### DOCUMENT EXTRACT ###

As its leader Rodriguez is responsible for bringing a Catholic lens to view the modern world, creating a newsletter and programs to highlight the intellectual traditions that have had an abiding influence on shaping societies, such as the Catholic Heritage Lecture Series.
‘Thanks, Dad’
One of Rodriguez’s more pressing tasks is integrating the repeated calls from Pope Francis for the world to care for our common home and confront the danger posed by climate change, first articulated in the 2015 encyclical Laudato Si’ and then fortified last year with Laudate Deum, an apostolic exhortation on the climate crisis.
In addition to liberation theology, Rodriguez also lives by another principle. This one guided her around the globe—to Guam, Micronesia, Japan, Taiwan, the Philippines, Central and South America and South Africa—before finding a home at Seattle University in 1990. It springs from her family and background as the daughter of two Ecuadorian immigrants who raised seven children in the Astoria projects in Queens, New York.
That principle is to cast aside fear and face the world with hope and faith.
“My father would always push us like that,” says Rodriguez, whose talent for languages and willingness to ask helped her land her first job out of college as a tour guide at the United Nations in New York. “‘No’ is not going to kill you. Go try, ask. And so I kind of operate that way. If there’s something I want, I ask. And if they say no, OK. But surprisingly, a lot of people say ‘yes.’”
“Thanks, dad,” she adds.
Caring for Creation
With Laudato Si’, Pope Francis sought to steer the Catholic community toward caring for creation as a duty to the young and vulnerable. The encyclical set off a chain of events that has led to a global revaluation of power and a commitment from Seattle University. In the exhortation that followed, the Pope argued that progress is not happening fast enough in light of the dire circumstances and deplored climate denialism.
“In both Laudato Si’ and Laudate Deum, the pope is addressing both Catholics and people of goodwill,” Rodriguez says. “It’s important to note that he doesn’t say ‘climate change,’ he says ‘climate crisis.’ I think that shift in language, that sometimes people might miss, is significant.”
SU President Eduardo Peñalver signed in 2021 a letter of commitment for the university to participate in the Laudato Si’ Action Platform and the “Seven-Year Journey Towards Integral Ecology.”
When the university sought to put the commitment into action, Rodriguez reached out to Yolanda Cieters, associate director of sustainability at the Center for Environmental Justice and Sustainability.
“Dr. Rodriguez was very intentional about bringing together some key actors from around campus, asking questions about what this means to the university and how to translate the call from the pope into taking action,” says Cieters. She hailed Rodriguez’s leadership for weaving together the strands that make up the action platform’s mission and doing so in a way that aligns with the university’s values.

### SUPPLIED MATERIAL ###

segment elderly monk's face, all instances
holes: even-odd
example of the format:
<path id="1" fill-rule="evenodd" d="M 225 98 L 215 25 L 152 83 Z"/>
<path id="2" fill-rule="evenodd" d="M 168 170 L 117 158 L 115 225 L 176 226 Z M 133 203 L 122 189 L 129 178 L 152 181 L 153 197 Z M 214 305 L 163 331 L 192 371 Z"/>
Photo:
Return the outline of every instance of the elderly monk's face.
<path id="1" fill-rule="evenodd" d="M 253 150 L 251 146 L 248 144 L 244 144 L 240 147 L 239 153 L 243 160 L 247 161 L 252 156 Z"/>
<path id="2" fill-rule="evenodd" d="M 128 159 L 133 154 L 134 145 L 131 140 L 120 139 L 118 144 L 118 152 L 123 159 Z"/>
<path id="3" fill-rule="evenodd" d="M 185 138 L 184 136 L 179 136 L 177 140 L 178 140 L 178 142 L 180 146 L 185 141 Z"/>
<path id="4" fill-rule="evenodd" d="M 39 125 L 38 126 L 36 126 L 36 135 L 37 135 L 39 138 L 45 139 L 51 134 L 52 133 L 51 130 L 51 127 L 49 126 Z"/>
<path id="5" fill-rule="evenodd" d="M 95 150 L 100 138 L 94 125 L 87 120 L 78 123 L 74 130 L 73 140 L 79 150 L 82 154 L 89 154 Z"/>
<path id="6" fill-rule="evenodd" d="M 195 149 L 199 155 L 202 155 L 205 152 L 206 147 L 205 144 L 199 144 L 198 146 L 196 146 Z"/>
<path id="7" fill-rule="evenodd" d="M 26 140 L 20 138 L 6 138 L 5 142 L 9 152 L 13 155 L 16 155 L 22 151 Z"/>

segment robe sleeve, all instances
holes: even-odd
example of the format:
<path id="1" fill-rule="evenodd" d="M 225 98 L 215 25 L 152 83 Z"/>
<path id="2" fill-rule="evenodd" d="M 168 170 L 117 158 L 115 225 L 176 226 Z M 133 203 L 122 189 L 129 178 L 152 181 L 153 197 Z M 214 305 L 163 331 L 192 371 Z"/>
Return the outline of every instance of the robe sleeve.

###
### SUPPLIED MATERIAL ###

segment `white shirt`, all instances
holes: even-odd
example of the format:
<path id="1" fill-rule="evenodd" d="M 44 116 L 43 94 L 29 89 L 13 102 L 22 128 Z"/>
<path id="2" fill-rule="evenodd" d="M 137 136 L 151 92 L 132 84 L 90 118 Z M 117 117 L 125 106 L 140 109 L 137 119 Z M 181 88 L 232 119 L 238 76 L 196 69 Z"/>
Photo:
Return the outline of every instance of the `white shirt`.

###

WORK TO COMPLETE: Which people does the text about Rodriguez mention by name? Answer from the text alone, not the lines.

RESULT OF THE EXERCISE: Rodriguez, Pope Francis, Eduardo Peñalver, Yolanda Cieters